Exercise: Count the lines in the records below that contain the word "ridge", and give only that number.

Data extract:

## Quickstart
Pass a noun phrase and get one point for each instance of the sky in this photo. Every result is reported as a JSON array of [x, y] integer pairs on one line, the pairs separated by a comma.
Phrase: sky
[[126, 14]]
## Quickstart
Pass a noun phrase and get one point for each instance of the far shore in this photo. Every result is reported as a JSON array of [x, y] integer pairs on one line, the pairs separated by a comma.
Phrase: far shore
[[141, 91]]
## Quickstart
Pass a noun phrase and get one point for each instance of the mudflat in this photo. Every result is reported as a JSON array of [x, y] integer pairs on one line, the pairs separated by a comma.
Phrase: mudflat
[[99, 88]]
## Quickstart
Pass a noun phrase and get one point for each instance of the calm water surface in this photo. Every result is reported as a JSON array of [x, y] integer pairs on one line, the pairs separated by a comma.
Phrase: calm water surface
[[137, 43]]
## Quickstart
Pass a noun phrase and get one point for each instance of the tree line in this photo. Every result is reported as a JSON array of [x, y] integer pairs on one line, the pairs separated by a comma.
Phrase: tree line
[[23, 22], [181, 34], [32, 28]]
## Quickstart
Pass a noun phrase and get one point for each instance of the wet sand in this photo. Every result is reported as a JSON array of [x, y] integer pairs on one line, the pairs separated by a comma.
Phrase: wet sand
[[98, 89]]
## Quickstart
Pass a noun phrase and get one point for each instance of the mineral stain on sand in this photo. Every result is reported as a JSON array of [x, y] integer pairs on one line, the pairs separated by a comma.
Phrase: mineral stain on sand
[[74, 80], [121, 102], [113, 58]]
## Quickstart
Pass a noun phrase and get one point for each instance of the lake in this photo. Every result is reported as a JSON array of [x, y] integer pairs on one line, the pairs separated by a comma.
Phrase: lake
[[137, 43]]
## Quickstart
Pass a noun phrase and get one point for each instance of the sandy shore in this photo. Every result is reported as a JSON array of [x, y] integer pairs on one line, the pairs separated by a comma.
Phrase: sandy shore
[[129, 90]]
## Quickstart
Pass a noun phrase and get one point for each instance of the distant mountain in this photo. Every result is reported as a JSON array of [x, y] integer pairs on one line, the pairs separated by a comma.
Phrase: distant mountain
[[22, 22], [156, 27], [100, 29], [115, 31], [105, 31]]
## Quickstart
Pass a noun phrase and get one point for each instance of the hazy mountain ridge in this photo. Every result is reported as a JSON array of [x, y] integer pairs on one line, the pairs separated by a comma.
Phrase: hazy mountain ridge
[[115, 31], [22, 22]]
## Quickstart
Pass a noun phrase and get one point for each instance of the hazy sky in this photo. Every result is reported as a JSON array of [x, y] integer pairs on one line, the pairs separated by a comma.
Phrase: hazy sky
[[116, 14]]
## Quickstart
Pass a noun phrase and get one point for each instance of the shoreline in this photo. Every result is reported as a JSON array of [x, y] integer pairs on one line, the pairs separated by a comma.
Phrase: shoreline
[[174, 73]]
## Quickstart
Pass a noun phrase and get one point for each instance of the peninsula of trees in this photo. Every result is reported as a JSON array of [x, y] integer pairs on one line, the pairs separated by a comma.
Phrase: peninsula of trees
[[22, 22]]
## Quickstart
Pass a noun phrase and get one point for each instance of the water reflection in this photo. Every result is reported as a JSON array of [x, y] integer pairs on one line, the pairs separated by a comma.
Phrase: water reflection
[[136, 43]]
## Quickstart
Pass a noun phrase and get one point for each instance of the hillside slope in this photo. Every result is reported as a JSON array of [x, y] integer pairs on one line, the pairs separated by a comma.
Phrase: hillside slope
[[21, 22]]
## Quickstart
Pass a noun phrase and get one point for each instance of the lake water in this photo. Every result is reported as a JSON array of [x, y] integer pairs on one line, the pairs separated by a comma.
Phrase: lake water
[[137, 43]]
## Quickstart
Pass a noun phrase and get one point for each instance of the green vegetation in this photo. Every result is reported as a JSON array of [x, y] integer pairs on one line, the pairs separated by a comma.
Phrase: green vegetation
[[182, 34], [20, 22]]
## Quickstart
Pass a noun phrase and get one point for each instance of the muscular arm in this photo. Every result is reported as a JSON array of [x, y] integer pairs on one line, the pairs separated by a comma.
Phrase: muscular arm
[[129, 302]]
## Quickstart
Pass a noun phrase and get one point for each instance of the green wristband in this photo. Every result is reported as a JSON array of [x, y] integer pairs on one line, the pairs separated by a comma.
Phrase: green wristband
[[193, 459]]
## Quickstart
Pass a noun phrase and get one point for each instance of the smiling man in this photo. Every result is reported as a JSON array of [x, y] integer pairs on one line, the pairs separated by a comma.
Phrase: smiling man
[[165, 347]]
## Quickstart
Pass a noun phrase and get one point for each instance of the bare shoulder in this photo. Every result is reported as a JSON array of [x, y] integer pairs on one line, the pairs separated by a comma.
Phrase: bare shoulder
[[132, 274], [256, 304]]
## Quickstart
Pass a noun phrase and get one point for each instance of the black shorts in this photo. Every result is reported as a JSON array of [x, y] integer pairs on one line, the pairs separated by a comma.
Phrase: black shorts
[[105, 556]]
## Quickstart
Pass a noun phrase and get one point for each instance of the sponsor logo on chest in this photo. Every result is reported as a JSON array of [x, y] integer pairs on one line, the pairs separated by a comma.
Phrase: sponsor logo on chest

Answer to this task: 2